- _EXCERPT PROVIDED_
— begin —

Stonehenge

Stonehenge

Monday, June 27, 2011

Traveling West-by-North

It’s summer and I'm taking another “last big trip” - this time in a 25-foot Winnebago Minnie (class C) I’ve owned and enjoyed for ten years.  I bought it in 2001 after returning from Korea, and immediately took off across the country and up to Alaska, caravanning with my brother, Dick.  I had traded in the previous RV (a 21-foot Coachmen) before going to Korea in the summer of 1999, as down payment on this Minnie.  Minnie is older, now, as am I; my brother has had heart problems and no longer goes on trips with me; and caring for the vehicle has become increasingly difficult and expensive.  So I’ve decided to take one last trip across country, and then sell the RV afterwards – perhaps some time next year.  (My previous "last big trip," last summer, was to Europe and parts east - a long, loopy trip by plane, train, bus and boat to Europe - to England, Germany, Switzerland, Italy, France, Ukraine and Russia.  I'll transcribe journals from that later this fall.)
 On the present long, zigzag, loop-tour to the west and north of the U.S., I’ve been visiting friends and relatives while wending my way from Charleston, SC to Yellowstone National Park, where grandson Blake and I took a National Wildlife Federation tour, with the main purpose of viewing animals in the wild.  From there I’ve driven back to the Midwest, and will spend two or three weeks in Michigan during July, on the wild, remote property of my sister and brother.  After that, I’ll head back down south; that part of the itinerary allows for a repeat visit to daughter Lis and her family, as well as a chance to see a couple of cousins on the way.  I complicated this trip by a week-long stay in Denver (National Jewish Health), where they did a thorough work-up for my chronic respiratory condition, recently worsened (especially since the trip to India).  I also wanted to fit in a week-end at the Iowa Summer Writing Festival (just past) trying to polish a book proposal.
I kept a trip journal pretty faithfully during the first part of this trip, but didn’t have time to write after Blake joined me in Denver.  When he left by plane two weeks later, I stayed alone in Denver, but was very busy with the testing (including a bronchoscopy that truly wiped me out) and had no chance to catch up on trip impressions.  So I’ll have to reconstruct a few weeks of the trip from memory, notes and photos.  Once at my sister’s place in Michigan, I intend to stay put for a while and should have time to write up other cross-country sights and visits.  In the meantime, I’ll begin loading trip journals into this blog.
During the summer of 1969, my sister and I took a three-week road trip from Michigan as far west as Rocky Mountain National Park, just the two of us with our three children (ages 8, 9 and 13) in her station wagon pulling a pop-up trailer.  It was a wonderful trip for all of us; we spent time in the Black Hills, at Mesa Verde, in Bryce Canyon, as well as at several other wonders, both natural and human.  We saw the Rocky Mountains; we rode a narrow-gage railroad; and we visited frontier museums.  I will try to find the photo album with commentary from that trip when I return home.  Since retirement in 1996, I've taken several RV road trips across country, usually caravanning with my brother.  Each trip has been unique and has revealed unique facets of the amazing beauty and diversity - geological, historical, and cultural - in this country of which I am so lucky to be a citizen.

— end —

- _GIVEN INSTRUCTION A_
In the travel journal entry, what vehicle is the writer using for this trip?

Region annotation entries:
— begin —

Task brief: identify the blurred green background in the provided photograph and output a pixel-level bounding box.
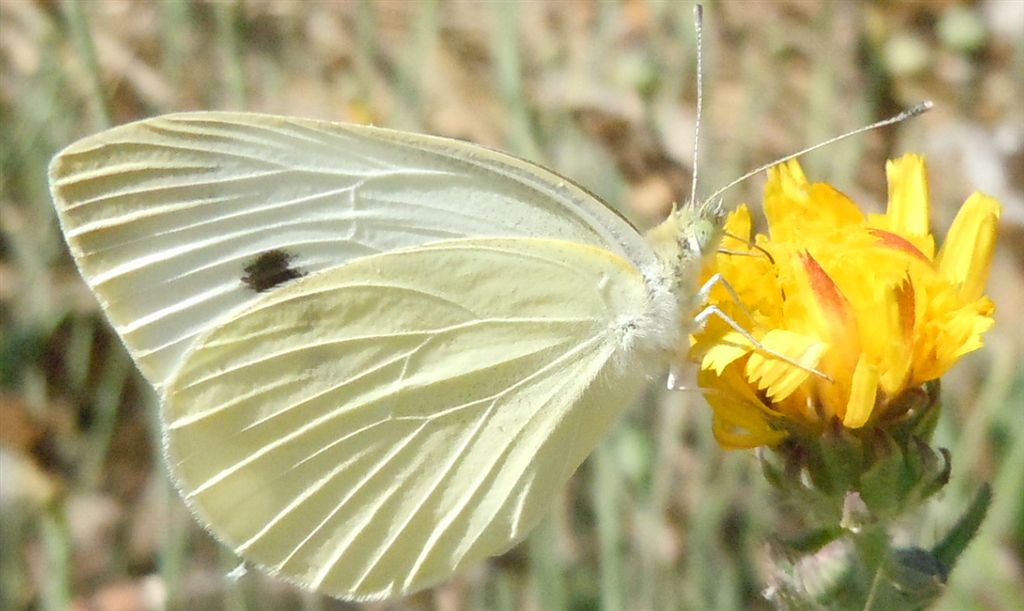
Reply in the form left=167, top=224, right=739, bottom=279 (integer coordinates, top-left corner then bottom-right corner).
left=0, top=0, right=1024, bottom=610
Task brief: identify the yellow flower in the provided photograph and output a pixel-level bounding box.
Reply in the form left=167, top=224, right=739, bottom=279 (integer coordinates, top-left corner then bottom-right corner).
left=691, top=155, right=999, bottom=447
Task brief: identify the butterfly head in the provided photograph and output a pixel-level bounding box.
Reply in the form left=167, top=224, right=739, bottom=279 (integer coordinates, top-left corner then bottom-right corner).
left=647, top=200, right=725, bottom=292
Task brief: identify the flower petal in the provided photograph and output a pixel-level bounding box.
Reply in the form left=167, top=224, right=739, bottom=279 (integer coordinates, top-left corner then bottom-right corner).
left=886, top=155, right=932, bottom=247
left=938, top=193, right=999, bottom=301
left=843, top=355, right=879, bottom=429
left=743, top=329, right=826, bottom=401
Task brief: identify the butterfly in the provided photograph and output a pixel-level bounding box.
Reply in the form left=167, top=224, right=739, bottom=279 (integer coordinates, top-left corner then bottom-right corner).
left=49, top=112, right=723, bottom=600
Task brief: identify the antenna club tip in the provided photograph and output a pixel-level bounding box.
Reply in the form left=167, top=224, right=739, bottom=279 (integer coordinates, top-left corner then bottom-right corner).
left=903, top=99, right=935, bottom=119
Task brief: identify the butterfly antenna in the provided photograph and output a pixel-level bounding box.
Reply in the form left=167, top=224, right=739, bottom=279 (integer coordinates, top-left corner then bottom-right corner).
left=693, top=100, right=935, bottom=202
left=690, top=4, right=703, bottom=206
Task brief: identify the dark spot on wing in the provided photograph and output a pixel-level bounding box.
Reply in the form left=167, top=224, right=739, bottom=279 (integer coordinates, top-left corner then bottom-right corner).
left=242, top=249, right=306, bottom=293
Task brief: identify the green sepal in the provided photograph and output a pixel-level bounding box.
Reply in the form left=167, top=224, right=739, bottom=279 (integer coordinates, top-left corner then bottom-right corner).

— end —

- _GIVEN INSTRUCTION B_
In the records, retype the stretch from the line containing "Task brief: identify the yellow" through the line containing "left=647, top=200, right=725, bottom=292", with nothing changed.

- _WRITTEN SOLUTION A_
A 25-foot Winnebago Minnie (class C).

- _WRITTEN SOLUTION B_
Task brief: identify the yellow flower in the provided photograph and output a pixel-level bounding box.
Reply in the form left=167, top=224, right=739, bottom=279 (integer coordinates, top-left corner then bottom-right corner).
left=691, top=155, right=999, bottom=447
Task brief: identify the butterfly head in the provided photograph and output a pixel-level bounding box.
Reply in the form left=167, top=224, right=739, bottom=279 (integer coordinates, top-left corner then bottom-right corner).
left=647, top=200, right=725, bottom=292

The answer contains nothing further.